DOCUMENT SECTION >>
IT infrastructure monitoring software

Checkmk is an open source IT infrastructure monitoring software system developed in Python and C++. It originated as an extension to Nagios and has since evolved into a self-contained monitoring platform.

Checkmk's server-side component run on Linux, or containerized as a Docker container. Agents (running on entities being monitored) exist for many different operating systems.

The software is available in four editions: an open source edition called Community, self-hosted commercial editions called Pro and Ultimate, and SaaS edition called Cloud. Checkmk Ultimate includes a multi-tenancy option designed for managed services providers.

== History ==

Checkmk originated in 2008 as an agent-substituting shell script for inetd, and was published in April 2009 under the GPL. It was initially built on top of Nagios and added several new components to that system. The open source edition (Checkmk Community) continues to use the Nagios core.

Over time, the commercial editions replaced the core Nagios components with proprietary equivalents, including a custom monitoring core written in C++.

The software was developed by Mathias Kettner GmbH, based in Munich, Germany. In April 2019, the company was renamed tribe29 GmbH, and the product name was changed from "Check_MK" to "Checkmk". In April 2023, the company was renamed again to Checkmk GmbH.

Checkmk GmbH follows an open-core model. Checkmk Community is available under open-source licenses, primarily GPLv2, while the commercial editions are licensed under the proprietary Checkmk Enterprise License.

TO BE DONE >>
A) Translate this sentence from the Checkmk text into Spanish: "Agents (running on entities being monitored) exist for many different operating systems."
B) From the Checkmk text, reproduce word for word the passage that begins at the words "Checkmk's server-side component" and stops after "the Nagios core.".
C) According to the Checkmk text, in which programming language is the custom monitoring core of the commercial editions written?

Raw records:
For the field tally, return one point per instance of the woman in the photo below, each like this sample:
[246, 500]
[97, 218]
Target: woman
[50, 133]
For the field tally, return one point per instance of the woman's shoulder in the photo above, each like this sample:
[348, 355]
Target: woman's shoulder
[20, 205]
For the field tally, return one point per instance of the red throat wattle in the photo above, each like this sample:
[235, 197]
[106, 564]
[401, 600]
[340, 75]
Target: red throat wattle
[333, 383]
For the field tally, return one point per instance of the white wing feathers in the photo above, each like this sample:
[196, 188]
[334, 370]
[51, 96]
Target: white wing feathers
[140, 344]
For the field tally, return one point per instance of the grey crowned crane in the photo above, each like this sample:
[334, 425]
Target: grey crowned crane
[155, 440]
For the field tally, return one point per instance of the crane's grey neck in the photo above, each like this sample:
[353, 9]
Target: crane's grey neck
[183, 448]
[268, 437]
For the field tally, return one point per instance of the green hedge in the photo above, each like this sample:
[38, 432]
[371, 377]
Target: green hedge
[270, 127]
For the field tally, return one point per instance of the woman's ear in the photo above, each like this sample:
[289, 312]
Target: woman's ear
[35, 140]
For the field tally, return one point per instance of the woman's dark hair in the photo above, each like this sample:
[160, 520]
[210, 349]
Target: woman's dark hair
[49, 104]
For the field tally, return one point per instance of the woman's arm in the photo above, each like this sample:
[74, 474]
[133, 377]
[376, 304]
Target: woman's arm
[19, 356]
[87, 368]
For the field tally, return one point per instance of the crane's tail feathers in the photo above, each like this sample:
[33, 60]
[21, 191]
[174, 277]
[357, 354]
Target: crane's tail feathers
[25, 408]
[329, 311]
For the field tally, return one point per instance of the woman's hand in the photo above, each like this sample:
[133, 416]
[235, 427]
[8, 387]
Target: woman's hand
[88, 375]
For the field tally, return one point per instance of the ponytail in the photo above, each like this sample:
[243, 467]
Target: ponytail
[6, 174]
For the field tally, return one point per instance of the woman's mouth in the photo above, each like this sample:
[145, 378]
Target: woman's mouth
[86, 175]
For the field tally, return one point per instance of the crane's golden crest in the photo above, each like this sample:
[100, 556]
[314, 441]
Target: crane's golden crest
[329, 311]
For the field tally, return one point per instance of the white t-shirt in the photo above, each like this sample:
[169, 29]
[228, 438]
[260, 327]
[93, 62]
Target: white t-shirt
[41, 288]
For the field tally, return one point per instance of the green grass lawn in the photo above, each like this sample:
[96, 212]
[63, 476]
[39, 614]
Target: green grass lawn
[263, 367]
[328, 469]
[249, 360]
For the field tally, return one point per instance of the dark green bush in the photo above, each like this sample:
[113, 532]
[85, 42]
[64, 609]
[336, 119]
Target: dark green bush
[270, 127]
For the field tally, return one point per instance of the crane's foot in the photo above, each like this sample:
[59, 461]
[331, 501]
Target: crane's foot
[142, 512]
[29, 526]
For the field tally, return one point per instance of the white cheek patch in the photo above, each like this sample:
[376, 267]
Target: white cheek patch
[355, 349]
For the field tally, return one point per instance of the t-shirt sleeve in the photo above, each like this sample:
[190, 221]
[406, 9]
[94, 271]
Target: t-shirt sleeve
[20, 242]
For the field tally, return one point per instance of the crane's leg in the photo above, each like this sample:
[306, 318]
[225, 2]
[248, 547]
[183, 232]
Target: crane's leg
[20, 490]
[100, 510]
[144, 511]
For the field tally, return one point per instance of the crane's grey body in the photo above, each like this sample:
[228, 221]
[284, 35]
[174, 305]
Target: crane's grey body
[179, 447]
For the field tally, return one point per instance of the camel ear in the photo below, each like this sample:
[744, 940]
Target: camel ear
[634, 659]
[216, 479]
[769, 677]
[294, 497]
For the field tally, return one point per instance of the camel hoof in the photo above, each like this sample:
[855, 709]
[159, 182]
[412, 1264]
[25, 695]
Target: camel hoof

RESPONSES IN ORDER >>
A) Existen agentes (que se ejecutan en las entidades monitorizadas) para muchos sistemas operativos diferentes.

B)
Checkmk's server-side component run on Linux, or containerized as a Docker container. Agents (running on entities being monitored) exist for many different operating systems.

The software is available in four editions: an open source edition called Community, self-hosted commercial editions called Pro and Ultimate, and SaaS edition called Cloud. Checkmk Ultimate includes a multi-tenancy option designed for managed services providers.

== History ==

Checkmk originated in 2008 as an agent-substituting shell script for inetd, and was published in April 2009 under the GPL. It was initially built on top of Nagios and added several new components to that system. The open source edition (Checkmk Community) continues to use the Nagios core.

C) C++